• Exercise requirements
Output, please, every line from the line that holds "Task: point to the green" to the end, exactly as written.
◆ ◆ ◆
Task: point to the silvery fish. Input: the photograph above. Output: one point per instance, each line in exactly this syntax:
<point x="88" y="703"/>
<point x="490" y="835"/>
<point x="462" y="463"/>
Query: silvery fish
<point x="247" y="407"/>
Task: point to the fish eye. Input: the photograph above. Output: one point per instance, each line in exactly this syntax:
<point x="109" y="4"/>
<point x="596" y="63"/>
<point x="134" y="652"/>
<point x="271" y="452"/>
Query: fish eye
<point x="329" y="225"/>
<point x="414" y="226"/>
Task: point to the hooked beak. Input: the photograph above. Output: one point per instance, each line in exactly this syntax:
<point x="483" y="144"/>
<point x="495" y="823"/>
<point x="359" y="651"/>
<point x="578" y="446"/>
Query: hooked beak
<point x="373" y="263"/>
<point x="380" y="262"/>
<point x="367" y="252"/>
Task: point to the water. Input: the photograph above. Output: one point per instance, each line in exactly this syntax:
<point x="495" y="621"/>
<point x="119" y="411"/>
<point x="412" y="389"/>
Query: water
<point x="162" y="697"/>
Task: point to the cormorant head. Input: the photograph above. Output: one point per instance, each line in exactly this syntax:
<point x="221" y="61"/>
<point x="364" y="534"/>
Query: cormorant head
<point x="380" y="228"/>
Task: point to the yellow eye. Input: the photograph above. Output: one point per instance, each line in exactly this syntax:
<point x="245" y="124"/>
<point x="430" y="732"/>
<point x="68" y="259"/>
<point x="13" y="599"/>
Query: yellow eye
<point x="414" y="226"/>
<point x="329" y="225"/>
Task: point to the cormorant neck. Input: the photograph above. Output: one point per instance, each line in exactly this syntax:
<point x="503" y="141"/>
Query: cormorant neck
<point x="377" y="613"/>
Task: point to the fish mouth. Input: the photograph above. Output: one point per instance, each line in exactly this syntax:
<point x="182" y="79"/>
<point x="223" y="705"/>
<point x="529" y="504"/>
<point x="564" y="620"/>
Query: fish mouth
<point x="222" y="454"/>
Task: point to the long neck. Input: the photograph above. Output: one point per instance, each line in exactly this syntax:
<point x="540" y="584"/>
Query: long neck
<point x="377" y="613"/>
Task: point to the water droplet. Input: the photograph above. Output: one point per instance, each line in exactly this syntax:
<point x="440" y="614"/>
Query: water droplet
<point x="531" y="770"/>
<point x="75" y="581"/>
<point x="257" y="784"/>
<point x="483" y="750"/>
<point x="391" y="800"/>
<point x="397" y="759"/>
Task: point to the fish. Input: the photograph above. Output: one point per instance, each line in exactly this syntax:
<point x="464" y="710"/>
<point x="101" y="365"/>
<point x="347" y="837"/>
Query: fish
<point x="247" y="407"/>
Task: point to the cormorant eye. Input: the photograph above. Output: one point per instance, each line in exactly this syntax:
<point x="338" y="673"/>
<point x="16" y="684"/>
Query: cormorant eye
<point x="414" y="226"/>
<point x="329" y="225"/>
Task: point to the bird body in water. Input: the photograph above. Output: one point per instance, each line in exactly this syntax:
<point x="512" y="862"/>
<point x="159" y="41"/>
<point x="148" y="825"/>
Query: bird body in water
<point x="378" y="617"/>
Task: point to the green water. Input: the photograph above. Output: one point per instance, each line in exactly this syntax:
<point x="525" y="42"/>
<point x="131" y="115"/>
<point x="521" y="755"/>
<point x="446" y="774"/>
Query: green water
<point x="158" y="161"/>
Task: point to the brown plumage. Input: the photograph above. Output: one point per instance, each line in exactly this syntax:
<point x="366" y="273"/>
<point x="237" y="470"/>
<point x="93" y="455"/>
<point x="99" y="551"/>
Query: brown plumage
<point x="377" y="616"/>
◆ ◆ ◆
• Output of the task
Task: point to the green water. Input: the photograph above. Output: one point per instance, each line in exactly this syntax:
<point x="525" y="42"/>
<point x="131" y="115"/>
<point x="521" y="755"/>
<point x="446" y="774"/>
Query: green water
<point x="158" y="161"/>
Task: point to the brown plumage. Input: the photograph above. Output: one point per instance, each line in exactly this syntax:
<point x="366" y="273"/>
<point x="237" y="470"/>
<point x="93" y="455"/>
<point x="99" y="551"/>
Query: brown plumage
<point x="377" y="616"/>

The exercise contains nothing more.